**TEXT FOR ANALYSIS**:
= Beginning of Section =
Does red wine protect against heart disease?
 

Maybe, says Gloria Tsang, RD.  Many studies investigating the benefits of red wine suggest that a moderate amount of red wine (one drink a day for women and two drinks a day for men) lowers the risk of heart attack for people in middle age by 30 to 50 percent. It is also suggested that red wine may prevent additional heart attacks if you have already suffered from one. Other studies also indicated that red wine can raise HDL cholesterol (the Good cholesterol) and prevent LDL cholesterol (the Bad cholesterol) from forming. Red wine may help prevent blood clots and reduce the blood vessel damage caused by fat deposits.

 

Antioxidant in Red Wine Kills Cancer Cells

Good news for lovers of red wine - researchers at the University of Pittsburgh found that the pigmentation chemical in grapes that gives red wine and grape skins their color kills human cancer cells while leaving healthy cells intact. The compound, an antioxidant that occurs naturally in fruits and vegetables, is a type of anthocyanidin, an antioxidant common in plants.
= End of Section =
[Stored items]
= Beginning of Section =
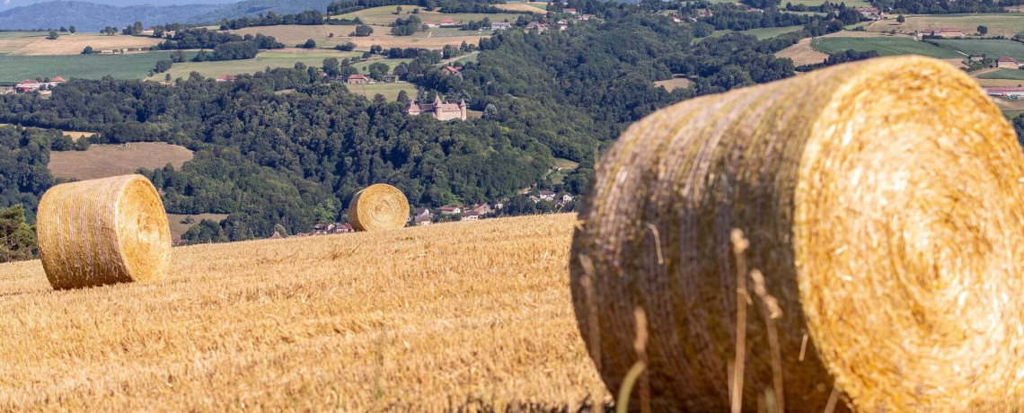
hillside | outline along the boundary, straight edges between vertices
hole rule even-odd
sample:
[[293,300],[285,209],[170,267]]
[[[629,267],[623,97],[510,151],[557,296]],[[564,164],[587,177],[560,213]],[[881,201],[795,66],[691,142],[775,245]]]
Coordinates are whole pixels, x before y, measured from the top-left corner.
= End of Section =
**TASK LIST**:
a – Answer these questions using the text on red wine and health:
(i) How much red wine per day counts as a moderate amount for women and for men?
(ii) By what percentage does a moderate amount lower the risk of heart attack for people in middle age?
(iii) Researchers at which university found that the grape pigment kills human cancer cells?
b – Carry the text on red wine and health forward from its final sentence.

**ANSWERS FOR EACH ITEM**:
a –
(i) One drink a day for women and two drinks a day for men.
(ii) By 30 to 50 percent.
(iii) The University of Pittsburgh.

b –
Scientists knew that anthocyanidins had cancer-fighting properties and decided to focus on one of the most common types, cyanidin-3-rutinoside (C-3-R). Although it is abundant in red wine, scientists used C-3-R purified from black raspberries and tested it on several lines of human leukemia cells. They repeated the test using human lymphoma cells.

At low doses of C-3-R, half of the cancer cells in all lines died within 18 hours. When the dose was more than doubled, all of the cancer cells died within 18 hours. Researchers repeated the experiment several times using different types of leukemia cells and got similar results.  But when C-3-R was used on normal human blood cells, there appeared to be no toxic effects.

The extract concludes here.